— START OF INPUT RECORDS —
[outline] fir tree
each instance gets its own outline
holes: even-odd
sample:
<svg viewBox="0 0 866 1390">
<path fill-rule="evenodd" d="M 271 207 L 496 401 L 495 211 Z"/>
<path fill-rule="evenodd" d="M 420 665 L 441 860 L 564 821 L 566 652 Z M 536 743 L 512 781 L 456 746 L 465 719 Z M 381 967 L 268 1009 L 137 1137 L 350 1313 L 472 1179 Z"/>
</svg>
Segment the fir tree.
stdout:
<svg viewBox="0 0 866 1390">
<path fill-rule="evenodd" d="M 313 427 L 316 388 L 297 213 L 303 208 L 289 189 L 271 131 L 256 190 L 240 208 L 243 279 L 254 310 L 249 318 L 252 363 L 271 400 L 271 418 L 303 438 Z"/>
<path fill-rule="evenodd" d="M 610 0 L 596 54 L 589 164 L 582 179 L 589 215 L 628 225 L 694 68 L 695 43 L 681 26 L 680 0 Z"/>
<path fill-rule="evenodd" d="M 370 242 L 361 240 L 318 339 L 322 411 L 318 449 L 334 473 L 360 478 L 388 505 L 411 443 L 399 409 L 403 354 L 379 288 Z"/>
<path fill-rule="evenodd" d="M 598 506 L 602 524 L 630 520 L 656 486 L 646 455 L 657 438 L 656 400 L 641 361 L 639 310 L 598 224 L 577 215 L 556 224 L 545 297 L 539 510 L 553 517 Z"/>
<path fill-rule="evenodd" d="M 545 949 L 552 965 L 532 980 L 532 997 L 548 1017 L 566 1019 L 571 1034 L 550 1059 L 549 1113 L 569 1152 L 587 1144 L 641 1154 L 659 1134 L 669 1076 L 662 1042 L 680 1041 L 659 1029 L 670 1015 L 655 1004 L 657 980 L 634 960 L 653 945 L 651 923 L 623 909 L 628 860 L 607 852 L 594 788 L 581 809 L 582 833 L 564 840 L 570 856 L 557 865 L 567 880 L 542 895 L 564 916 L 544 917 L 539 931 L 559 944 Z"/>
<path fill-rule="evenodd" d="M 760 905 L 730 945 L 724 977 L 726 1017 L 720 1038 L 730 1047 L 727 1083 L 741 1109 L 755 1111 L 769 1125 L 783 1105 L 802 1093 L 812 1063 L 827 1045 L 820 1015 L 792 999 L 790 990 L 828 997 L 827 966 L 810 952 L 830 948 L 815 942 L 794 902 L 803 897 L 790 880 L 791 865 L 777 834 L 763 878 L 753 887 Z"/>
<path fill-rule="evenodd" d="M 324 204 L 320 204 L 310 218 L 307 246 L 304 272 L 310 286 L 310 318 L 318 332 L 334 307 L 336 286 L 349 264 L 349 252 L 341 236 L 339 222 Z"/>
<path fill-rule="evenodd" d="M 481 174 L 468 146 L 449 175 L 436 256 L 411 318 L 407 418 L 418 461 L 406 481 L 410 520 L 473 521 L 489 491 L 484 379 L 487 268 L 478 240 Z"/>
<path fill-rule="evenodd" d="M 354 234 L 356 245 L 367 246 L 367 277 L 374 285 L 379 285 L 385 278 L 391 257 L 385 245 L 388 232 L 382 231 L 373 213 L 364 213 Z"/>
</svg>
— END OF INPUT RECORDS —
**REQUEST:** Print every line of the listing above, keeping each character the same as it appears.

**EXERCISE ANSWER:**
[outline] fir tree
each instance gets its own outline
holes: even-odd
sample:
<svg viewBox="0 0 866 1390">
<path fill-rule="evenodd" d="M 271 207 L 496 401 L 495 211 Z"/>
<path fill-rule="evenodd" d="M 420 665 L 441 860 L 564 821 L 566 652 Z M 536 743 L 512 781 L 456 746 L 465 719 Z M 381 967 L 268 1009 L 137 1137 L 350 1313 L 472 1179 Z"/>
</svg>
Segment the fir tree.
stdout:
<svg viewBox="0 0 866 1390">
<path fill-rule="evenodd" d="M 313 427 L 316 388 L 297 213 L 303 208 L 289 189 L 271 131 L 256 190 L 240 208 L 243 279 L 254 310 L 249 318 L 252 363 L 271 400 L 271 418 L 303 438 Z"/>
<path fill-rule="evenodd" d="M 610 0 L 596 54 L 589 164 L 582 179 L 589 215 L 628 225 L 694 68 L 695 43 L 681 26 L 680 0 Z"/>
<path fill-rule="evenodd" d="M 370 242 L 361 240 L 318 339 L 322 411 L 318 449 L 334 473 L 360 478 L 388 505 L 411 443 L 399 409 L 403 354 L 379 288 Z"/>
<path fill-rule="evenodd" d="M 598 506 L 602 524 L 630 520 L 656 486 L 646 455 L 657 438 L 656 400 L 641 361 L 639 310 L 598 224 L 577 215 L 556 224 L 545 297 L 539 510 L 553 517 Z"/>
<path fill-rule="evenodd" d="M 545 949 L 552 965 L 532 980 L 532 997 L 548 1017 L 566 1019 L 571 1034 L 550 1059 L 549 1113 L 569 1152 L 587 1144 L 641 1154 L 659 1134 L 669 1076 L 662 1042 L 680 1041 L 659 1029 L 670 1015 L 655 1004 L 657 980 L 634 960 L 653 945 L 651 923 L 623 909 L 628 860 L 607 852 L 594 788 L 581 809 L 582 833 L 564 840 L 570 856 L 557 865 L 567 880 L 542 895 L 564 916 L 544 917 L 539 931 L 559 944 Z"/>
<path fill-rule="evenodd" d="M 760 905 L 730 945 L 724 977 L 726 1017 L 720 1038 L 730 1047 L 727 1083 L 741 1109 L 755 1111 L 769 1125 L 783 1105 L 802 1093 L 812 1063 L 827 1045 L 820 1015 L 792 999 L 790 990 L 828 997 L 827 966 L 810 952 L 830 948 L 815 942 L 794 902 L 803 897 L 790 880 L 791 865 L 777 834 L 763 878 L 753 887 Z"/>
<path fill-rule="evenodd" d="M 324 204 L 320 204 L 310 218 L 307 246 L 304 272 L 310 286 L 310 318 L 318 332 L 334 307 L 336 286 L 349 264 L 349 252 L 341 236 L 339 222 Z"/>
<path fill-rule="evenodd" d="M 481 174 L 468 146 L 449 175 L 436 256 L 411 318 L 407 418 L 418 461 L 406 481 L 410 520 L 473 521 L 489 491 L 484 379 L 487 268 L 478 240 Z"/>
<path fill-rule="evenodd" d="M 354 234 L 356 245 L 367 246 L 367 277 L 374 285 L 379 285 L 385 278 L 391 257 L 385 245 L 388 232 L 382 231 L 373 213 L 364 213 Z"/>
</svg>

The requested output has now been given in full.